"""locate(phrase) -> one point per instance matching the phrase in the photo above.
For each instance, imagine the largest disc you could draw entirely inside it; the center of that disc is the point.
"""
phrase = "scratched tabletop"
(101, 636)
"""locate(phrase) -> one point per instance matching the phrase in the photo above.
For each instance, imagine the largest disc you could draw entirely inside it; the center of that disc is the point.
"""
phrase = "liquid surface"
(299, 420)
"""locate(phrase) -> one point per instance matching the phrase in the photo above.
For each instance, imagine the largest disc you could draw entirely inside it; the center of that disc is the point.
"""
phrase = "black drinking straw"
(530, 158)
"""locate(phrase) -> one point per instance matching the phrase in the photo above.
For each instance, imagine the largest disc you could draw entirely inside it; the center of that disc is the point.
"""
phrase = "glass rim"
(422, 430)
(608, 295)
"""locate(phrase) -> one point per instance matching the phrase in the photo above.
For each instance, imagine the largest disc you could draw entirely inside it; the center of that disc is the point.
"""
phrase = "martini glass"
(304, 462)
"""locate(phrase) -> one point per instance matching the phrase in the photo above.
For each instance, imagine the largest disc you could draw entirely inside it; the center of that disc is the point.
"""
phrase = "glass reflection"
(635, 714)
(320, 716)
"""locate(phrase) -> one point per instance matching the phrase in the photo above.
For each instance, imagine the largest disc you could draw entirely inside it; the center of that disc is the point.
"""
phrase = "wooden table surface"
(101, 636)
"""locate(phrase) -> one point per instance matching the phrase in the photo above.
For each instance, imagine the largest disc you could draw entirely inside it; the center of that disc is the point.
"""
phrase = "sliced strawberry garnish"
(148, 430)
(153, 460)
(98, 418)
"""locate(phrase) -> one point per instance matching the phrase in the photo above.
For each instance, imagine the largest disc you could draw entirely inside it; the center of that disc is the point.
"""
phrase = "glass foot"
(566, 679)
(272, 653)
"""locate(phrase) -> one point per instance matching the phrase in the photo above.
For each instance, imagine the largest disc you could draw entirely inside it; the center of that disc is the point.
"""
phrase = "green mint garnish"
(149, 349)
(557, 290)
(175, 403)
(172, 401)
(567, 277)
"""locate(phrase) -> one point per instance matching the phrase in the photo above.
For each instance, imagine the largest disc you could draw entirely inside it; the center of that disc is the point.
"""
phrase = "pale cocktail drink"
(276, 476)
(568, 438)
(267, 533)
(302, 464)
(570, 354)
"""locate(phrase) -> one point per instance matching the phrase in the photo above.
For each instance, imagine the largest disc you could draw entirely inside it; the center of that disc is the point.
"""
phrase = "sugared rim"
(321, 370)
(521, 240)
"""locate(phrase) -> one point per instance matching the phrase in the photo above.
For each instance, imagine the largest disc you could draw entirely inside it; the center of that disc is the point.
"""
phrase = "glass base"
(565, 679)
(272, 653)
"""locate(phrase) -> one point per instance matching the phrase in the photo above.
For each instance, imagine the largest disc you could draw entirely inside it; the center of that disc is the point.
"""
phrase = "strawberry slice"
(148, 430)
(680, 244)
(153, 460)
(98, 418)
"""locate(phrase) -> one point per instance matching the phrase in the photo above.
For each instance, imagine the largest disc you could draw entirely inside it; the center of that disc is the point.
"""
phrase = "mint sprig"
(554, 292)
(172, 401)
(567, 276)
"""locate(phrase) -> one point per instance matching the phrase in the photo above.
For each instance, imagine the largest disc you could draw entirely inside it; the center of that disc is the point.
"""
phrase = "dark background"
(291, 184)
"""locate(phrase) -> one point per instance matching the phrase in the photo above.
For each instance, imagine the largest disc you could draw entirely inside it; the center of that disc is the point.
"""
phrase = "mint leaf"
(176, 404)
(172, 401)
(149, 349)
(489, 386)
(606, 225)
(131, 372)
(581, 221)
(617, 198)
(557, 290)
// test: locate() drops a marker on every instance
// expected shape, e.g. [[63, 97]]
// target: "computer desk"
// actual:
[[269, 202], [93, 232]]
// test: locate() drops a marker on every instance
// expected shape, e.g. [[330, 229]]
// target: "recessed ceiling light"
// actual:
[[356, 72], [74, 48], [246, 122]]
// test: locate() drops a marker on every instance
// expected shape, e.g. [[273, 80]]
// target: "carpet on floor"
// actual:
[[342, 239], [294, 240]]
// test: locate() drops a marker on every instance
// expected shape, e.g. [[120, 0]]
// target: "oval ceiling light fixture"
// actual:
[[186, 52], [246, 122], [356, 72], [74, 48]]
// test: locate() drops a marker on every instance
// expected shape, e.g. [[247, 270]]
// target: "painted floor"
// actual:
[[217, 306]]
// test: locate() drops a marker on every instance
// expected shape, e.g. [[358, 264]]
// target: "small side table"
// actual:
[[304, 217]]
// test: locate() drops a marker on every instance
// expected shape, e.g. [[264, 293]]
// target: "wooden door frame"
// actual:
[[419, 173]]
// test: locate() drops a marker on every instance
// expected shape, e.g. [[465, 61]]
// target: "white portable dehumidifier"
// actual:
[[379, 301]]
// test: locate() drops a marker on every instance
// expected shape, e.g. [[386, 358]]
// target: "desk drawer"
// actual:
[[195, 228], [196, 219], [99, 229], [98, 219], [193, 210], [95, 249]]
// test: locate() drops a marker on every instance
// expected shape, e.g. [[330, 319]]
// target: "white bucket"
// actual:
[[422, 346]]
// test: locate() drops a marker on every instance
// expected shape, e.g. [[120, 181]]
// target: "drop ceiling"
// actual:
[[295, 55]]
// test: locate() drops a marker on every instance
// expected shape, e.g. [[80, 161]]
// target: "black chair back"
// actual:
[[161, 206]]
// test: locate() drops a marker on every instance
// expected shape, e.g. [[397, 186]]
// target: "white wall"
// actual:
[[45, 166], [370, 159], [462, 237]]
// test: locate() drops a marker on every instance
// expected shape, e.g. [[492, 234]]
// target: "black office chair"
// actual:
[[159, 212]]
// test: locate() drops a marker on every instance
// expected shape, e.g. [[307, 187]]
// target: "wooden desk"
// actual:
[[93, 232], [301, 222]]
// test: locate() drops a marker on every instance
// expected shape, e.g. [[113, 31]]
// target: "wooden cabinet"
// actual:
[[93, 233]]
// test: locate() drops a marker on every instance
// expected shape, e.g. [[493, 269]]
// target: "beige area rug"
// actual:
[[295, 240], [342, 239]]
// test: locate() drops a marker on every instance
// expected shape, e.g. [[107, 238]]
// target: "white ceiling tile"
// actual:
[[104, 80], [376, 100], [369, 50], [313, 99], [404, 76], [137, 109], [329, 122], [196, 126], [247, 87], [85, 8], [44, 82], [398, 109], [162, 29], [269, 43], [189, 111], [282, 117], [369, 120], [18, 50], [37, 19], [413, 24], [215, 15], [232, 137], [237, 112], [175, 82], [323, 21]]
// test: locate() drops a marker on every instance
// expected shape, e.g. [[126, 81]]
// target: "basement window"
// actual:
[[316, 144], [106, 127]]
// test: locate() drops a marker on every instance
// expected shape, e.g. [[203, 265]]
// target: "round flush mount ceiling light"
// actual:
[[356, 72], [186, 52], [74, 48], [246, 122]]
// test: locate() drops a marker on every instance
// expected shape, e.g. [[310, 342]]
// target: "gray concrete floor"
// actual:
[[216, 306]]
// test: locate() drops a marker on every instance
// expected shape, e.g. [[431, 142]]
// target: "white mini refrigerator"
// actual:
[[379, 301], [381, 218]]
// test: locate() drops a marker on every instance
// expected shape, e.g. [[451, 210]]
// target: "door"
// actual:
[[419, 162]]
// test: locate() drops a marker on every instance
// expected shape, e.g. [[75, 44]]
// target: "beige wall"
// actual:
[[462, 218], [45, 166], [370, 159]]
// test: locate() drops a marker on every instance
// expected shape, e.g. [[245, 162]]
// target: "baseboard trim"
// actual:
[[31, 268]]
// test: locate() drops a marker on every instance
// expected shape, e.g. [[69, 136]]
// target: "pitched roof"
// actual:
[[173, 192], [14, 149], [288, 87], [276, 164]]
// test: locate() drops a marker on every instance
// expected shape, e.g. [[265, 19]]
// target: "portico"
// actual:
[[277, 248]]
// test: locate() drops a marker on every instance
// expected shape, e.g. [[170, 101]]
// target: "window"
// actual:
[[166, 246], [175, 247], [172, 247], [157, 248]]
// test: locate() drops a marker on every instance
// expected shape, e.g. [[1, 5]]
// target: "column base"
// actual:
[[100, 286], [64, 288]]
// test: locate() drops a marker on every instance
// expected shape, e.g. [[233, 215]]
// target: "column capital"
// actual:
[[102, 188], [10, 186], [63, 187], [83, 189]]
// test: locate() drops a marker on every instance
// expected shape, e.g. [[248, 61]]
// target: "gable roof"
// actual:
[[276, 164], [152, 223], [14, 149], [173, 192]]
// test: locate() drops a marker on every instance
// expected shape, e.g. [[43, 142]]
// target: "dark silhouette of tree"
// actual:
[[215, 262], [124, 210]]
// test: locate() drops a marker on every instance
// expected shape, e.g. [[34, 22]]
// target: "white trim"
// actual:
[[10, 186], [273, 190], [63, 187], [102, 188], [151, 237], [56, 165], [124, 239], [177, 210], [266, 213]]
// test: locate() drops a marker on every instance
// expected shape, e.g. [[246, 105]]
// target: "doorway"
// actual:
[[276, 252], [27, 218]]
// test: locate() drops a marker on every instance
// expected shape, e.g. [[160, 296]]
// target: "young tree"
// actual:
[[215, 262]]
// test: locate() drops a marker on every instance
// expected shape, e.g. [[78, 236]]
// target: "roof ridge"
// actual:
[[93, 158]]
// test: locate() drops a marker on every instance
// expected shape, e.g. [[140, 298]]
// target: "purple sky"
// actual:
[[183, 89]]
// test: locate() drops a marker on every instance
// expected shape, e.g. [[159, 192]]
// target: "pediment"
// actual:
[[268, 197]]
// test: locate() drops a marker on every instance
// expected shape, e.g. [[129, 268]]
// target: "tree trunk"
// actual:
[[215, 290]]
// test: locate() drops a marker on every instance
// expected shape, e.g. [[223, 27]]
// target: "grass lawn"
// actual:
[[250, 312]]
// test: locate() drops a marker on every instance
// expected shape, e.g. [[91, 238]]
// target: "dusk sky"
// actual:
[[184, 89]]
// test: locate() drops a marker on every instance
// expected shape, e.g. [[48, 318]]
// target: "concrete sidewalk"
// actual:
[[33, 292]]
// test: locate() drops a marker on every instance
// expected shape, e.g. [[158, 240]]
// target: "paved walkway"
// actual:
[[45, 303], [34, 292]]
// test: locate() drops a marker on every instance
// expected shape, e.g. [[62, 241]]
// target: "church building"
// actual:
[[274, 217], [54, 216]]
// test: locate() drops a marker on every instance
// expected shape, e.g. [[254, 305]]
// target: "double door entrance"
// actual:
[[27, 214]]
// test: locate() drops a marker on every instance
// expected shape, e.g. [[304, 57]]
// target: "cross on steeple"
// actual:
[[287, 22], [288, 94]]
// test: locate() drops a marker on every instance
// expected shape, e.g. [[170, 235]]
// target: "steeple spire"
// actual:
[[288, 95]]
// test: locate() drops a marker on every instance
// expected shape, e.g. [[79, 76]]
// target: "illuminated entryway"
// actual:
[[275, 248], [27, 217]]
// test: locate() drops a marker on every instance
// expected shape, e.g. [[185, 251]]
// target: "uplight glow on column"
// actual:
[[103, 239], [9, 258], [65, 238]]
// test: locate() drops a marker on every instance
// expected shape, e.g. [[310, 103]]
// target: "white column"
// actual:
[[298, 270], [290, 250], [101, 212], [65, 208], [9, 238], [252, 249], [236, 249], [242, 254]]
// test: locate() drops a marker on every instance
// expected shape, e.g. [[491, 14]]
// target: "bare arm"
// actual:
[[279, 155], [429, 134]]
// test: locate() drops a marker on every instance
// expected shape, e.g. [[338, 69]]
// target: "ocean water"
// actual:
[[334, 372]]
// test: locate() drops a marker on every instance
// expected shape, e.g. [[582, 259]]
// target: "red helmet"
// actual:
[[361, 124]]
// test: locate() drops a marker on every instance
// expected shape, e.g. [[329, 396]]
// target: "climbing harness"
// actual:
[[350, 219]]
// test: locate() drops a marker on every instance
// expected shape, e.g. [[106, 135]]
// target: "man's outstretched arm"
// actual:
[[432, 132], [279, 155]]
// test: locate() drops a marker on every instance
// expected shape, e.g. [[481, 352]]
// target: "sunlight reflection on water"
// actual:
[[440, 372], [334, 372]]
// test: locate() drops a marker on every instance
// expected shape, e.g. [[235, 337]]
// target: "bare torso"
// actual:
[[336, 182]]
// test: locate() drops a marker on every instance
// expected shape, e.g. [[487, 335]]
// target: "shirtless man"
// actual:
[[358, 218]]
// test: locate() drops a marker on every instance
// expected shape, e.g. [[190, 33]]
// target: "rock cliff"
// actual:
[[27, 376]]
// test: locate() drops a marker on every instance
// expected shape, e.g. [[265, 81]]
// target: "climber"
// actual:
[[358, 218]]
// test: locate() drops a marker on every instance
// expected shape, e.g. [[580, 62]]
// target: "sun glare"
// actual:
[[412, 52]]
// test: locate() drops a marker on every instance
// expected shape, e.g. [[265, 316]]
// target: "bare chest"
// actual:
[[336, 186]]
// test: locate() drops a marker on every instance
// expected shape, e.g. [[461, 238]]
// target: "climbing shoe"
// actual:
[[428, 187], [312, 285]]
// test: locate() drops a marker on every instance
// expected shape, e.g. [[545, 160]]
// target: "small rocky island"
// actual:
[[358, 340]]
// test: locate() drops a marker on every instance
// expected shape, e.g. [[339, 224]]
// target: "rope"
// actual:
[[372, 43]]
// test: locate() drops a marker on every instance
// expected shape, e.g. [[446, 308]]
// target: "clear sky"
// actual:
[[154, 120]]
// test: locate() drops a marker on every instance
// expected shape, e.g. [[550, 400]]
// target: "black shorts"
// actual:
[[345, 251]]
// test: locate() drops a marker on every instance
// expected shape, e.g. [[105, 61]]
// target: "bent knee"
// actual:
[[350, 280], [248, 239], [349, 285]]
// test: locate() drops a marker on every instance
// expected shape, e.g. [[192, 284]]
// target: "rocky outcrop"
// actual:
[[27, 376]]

--*--

__Your instructions__. Search the records for the word "beige" and return every line that holds it.

__Response to the task__.
// target: "beige area rug"
// target: "beige wall"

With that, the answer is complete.